── SOURCE RECORDS
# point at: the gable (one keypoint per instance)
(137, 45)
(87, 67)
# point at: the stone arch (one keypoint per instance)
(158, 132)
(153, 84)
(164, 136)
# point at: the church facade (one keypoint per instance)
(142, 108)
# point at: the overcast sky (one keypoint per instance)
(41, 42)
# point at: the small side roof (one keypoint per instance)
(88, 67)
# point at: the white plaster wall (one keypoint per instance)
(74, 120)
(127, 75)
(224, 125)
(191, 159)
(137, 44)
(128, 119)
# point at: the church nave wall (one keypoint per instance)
────
• _DO THIS_: Lay out every line of the entries above as a numbered list, skipping any blank lines.

• _EXERCISE RESULT_:
1. # point at: the gable (one keypoint per instance)
2. (137, 45)
3. (87, 67)
4. # point at: the stone arch (one keypoint per instance)
5. (158, 132)
6. (153, 84)
7. (164, 136)
8. # point at: the church facade (one keypoint per instance)
9. (142, 108)
10. # point at: the overcast sky (one keypoint per instance)
11. (41, 42)
12. # point at: the small side roof (one keypoint per instance)
13. (88, 67)
14. # point at: the white plaster wall (one keypoint per instance)
15. (74, 120)
16. (127, 75)
17. (224, 125)
18. (191, 159)
19. (137, 44)
20. (128, 119)
21. # point at: the church nave wall (one keypoint per instance)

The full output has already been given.